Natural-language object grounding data
=-=-=

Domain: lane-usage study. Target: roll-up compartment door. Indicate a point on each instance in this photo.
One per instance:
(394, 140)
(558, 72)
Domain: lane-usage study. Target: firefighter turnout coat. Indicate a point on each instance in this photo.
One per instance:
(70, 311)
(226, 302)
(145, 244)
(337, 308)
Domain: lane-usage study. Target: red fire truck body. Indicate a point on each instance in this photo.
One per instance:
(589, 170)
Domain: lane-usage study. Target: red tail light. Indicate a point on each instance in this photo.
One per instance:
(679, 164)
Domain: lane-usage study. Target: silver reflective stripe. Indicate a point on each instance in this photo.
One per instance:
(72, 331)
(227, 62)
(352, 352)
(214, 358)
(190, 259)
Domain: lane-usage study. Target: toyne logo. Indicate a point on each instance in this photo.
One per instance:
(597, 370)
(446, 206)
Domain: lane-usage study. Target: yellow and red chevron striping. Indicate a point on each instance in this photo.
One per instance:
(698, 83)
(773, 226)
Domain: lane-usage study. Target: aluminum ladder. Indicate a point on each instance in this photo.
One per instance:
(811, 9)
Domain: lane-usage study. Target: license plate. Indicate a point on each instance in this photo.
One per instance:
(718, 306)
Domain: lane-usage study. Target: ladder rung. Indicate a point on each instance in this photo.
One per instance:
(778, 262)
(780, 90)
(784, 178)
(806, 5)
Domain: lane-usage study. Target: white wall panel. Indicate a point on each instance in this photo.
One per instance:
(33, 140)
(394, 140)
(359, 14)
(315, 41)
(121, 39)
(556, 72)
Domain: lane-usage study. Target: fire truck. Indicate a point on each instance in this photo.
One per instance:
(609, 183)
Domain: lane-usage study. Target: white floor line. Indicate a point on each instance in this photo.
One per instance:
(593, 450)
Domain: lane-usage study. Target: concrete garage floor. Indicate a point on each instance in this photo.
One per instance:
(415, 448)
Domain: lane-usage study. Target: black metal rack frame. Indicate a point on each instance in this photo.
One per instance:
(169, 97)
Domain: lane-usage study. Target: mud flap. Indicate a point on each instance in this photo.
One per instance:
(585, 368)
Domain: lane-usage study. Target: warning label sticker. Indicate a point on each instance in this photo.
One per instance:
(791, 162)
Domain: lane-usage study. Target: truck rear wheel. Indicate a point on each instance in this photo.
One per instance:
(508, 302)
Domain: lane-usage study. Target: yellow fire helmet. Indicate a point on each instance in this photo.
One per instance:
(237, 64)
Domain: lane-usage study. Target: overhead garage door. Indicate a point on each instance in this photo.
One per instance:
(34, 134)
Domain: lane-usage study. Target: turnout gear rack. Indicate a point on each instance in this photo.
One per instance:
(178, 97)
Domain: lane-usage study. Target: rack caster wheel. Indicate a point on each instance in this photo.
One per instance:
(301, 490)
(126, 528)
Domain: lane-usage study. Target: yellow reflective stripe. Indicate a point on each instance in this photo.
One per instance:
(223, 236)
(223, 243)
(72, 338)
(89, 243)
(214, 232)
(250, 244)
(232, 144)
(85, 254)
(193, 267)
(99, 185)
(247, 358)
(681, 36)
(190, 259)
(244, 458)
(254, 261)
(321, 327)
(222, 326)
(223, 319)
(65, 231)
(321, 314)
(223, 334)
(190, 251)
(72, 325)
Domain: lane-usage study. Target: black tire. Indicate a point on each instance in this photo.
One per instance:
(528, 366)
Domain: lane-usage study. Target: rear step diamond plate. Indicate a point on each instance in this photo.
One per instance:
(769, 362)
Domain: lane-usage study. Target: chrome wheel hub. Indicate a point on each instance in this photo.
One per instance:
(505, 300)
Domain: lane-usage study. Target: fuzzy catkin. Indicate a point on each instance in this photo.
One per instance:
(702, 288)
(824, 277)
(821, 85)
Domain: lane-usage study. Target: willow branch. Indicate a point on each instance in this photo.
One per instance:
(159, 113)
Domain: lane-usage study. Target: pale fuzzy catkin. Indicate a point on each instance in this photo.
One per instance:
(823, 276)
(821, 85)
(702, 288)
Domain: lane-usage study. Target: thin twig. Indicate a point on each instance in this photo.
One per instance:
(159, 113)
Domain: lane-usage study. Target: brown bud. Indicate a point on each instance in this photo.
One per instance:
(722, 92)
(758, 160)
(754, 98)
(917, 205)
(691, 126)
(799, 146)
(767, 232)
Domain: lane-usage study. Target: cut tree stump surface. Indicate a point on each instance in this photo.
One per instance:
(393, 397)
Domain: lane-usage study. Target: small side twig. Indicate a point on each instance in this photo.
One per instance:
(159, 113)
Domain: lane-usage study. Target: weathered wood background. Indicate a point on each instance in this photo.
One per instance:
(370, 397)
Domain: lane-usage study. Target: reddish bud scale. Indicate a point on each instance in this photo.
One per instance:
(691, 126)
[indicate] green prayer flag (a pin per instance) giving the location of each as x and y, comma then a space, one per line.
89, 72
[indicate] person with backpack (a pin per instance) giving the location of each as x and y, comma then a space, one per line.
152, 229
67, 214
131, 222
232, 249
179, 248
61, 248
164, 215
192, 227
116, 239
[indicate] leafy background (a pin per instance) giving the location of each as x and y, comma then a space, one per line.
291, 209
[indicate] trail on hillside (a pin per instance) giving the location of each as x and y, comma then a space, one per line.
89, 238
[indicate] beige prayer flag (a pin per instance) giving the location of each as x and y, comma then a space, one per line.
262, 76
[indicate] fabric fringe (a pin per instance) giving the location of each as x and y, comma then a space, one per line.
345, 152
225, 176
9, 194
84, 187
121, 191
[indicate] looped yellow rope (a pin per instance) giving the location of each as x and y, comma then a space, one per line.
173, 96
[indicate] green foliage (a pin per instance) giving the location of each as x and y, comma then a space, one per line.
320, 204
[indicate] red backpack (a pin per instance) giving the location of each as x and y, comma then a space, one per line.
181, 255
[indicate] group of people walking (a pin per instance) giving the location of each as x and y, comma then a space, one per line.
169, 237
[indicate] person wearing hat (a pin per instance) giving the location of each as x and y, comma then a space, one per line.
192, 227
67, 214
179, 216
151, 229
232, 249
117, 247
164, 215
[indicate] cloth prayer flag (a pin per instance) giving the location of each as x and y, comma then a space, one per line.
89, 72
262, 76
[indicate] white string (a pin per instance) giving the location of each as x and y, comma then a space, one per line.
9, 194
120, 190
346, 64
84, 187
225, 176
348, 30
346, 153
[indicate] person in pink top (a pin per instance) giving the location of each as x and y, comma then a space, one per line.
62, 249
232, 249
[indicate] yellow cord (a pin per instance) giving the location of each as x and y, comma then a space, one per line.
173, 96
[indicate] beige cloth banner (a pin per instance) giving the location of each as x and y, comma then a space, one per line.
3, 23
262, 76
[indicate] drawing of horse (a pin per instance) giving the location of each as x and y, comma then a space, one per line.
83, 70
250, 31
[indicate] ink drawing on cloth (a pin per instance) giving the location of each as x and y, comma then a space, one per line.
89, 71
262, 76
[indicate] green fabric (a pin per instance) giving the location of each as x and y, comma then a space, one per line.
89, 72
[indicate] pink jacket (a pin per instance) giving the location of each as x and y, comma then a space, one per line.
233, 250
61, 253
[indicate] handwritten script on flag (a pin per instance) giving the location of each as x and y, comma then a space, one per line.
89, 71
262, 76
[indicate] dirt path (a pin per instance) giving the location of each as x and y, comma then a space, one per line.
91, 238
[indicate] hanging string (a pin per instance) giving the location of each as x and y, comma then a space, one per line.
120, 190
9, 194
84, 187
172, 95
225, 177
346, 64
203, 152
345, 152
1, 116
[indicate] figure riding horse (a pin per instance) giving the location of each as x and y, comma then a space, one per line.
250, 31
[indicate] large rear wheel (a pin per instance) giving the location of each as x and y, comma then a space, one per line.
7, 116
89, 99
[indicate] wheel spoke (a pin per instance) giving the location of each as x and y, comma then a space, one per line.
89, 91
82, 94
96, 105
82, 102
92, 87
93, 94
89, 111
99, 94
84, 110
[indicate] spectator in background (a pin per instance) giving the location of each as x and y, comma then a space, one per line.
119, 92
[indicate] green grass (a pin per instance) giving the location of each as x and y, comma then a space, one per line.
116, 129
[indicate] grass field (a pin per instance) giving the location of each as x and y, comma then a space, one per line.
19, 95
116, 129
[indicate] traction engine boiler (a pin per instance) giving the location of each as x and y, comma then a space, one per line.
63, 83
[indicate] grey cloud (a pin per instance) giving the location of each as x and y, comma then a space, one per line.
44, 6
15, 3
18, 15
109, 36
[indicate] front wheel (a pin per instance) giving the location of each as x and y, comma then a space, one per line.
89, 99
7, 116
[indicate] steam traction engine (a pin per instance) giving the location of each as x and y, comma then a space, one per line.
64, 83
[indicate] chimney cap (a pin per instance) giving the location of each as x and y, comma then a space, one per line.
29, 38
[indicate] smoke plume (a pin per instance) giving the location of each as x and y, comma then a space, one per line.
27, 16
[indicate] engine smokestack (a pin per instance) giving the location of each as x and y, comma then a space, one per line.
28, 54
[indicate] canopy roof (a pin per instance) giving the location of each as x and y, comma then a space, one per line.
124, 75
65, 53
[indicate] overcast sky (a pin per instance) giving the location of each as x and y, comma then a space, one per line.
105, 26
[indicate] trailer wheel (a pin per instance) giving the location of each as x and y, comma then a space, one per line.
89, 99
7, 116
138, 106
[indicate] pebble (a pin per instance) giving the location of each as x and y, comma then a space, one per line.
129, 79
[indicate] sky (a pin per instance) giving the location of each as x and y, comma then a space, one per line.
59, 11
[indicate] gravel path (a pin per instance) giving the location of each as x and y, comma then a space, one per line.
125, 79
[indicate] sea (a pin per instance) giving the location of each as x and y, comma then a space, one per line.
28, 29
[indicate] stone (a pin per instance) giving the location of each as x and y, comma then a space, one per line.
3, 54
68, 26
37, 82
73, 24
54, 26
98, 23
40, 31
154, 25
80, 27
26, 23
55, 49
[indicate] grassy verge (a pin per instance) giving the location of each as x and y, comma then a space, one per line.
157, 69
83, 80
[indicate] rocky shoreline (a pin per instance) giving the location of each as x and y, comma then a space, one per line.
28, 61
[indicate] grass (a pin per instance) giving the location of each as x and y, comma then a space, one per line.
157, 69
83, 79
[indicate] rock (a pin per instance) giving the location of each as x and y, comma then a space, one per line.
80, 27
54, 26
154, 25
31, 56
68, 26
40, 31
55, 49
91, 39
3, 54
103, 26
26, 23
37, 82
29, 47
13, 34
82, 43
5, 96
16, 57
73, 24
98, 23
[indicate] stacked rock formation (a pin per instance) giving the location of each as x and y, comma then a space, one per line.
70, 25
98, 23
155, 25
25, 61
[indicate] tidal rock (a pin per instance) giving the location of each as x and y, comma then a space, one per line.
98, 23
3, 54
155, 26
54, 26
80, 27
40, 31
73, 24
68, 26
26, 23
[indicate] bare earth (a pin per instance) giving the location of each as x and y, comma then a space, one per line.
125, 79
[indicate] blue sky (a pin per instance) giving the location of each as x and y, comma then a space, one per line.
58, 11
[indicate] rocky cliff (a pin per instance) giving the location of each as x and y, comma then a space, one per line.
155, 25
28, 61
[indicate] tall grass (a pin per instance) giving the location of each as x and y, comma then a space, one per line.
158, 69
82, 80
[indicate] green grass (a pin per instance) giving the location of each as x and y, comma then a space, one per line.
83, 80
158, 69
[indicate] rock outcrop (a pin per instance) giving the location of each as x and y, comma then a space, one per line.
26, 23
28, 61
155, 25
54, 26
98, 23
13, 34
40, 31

=-=-=

ABOUT THIS EXERCISE: Every line above that holds the string "truck" should be copied out.

RESULT OF THIS EXERCISE:
Domain: lane-usage study. Target: red fire truck body. Indicate a point on each instance in this photo.
Domain: lane-usage study. Target: fire truck. Indicate a point on each instance in this photo.
Domain: lane-usage study. Target: truck rear wheel. Indicate a point on each instance in this photo.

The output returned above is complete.